→ Work order: In the entries that follow, the lines from the one with "If you could point to the large stone" through the one with "If you could point to the large tree" are the ones to write out, exactly and with both ends included. Nothing else should appear.

→ Provided material:

===

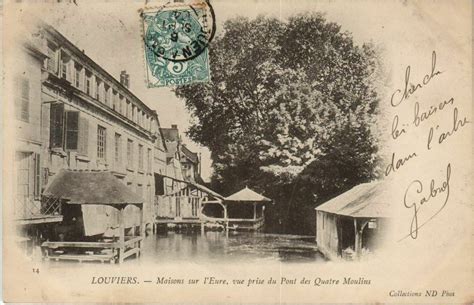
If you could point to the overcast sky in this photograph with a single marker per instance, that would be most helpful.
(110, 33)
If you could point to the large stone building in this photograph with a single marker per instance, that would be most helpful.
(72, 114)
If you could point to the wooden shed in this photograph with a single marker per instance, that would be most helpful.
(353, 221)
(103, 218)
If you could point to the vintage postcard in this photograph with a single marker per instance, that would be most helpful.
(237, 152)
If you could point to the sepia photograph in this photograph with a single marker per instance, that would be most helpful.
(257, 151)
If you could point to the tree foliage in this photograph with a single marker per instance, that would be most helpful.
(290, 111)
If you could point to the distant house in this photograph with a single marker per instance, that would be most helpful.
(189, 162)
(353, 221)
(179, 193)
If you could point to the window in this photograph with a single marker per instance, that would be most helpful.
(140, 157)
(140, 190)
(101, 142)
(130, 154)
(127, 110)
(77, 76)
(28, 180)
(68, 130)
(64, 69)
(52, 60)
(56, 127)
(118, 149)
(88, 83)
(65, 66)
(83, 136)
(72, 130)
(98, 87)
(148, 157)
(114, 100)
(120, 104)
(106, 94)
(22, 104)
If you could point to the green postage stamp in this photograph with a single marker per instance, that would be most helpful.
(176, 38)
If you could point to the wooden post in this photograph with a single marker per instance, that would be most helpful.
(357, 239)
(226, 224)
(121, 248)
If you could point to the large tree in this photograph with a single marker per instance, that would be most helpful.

===

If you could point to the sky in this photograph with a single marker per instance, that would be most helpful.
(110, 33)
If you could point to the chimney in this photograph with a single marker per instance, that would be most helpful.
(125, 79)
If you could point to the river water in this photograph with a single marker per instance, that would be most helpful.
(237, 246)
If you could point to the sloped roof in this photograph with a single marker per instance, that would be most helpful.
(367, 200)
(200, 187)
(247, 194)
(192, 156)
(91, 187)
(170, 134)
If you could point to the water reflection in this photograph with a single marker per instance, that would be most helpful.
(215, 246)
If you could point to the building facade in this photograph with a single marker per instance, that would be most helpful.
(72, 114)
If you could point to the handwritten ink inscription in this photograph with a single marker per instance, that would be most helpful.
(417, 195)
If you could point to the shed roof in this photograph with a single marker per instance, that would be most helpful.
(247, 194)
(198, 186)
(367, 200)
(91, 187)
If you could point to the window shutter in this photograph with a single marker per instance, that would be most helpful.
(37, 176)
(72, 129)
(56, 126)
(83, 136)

===

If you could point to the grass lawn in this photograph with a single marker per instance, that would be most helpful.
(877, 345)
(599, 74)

===

→ Answer area:
If you could point to the large stone building in this photograph with a single marker per instance, that would be most helpful.
(72, 114)
If you could point to the wooden shed in this photograph with a single marker per instance, that would be most helpful.
(353, 221)
(103, 218)
If you could point to the vintage postcard in this photograph with a single marker per instance, that would be most helpful.
(237, 152)
If you could point to the sepia photograph in this photograph with a single marker per instance, that would be most helpful.
(257, 151)
If you could point to the tree foliage in this photograph with a single marker per instance, that would be most helpful.
(290, 111)
If you could point to the distant house in this photograph with a single marker per instance, that would be most helpful.
(189, 162)
(353, 221)
(179, 193)
If you could point to the window in this photograph with a single marker per instance, that would be most helpful.
(140, 157)
(140, 190)
(101, 142)
(130, 154)
(127, 110)
(77, 76)
(28, 180)
(68, 130)
(64, 69)
(52, 60)
(56, 127)
(118, 149)
(88, 83)
(65, 66)
(83, 136)
(72, 130)
(98, 87)
(148, 157)
(114, 100)
(120, 104)
(106, 94)
(22, 104)
If you could point to the green postage stamp in this photograph with a single marker per instance, that would be most helpful.
(176, 38)
If you could point to the wooden post in this photograph with a single marker per instance, that would be most helpful.
(357, 239)
(226, 224)
(121, 248)
If you could point to the large tree in this photograph with a single marker per instance, that would be most helpful.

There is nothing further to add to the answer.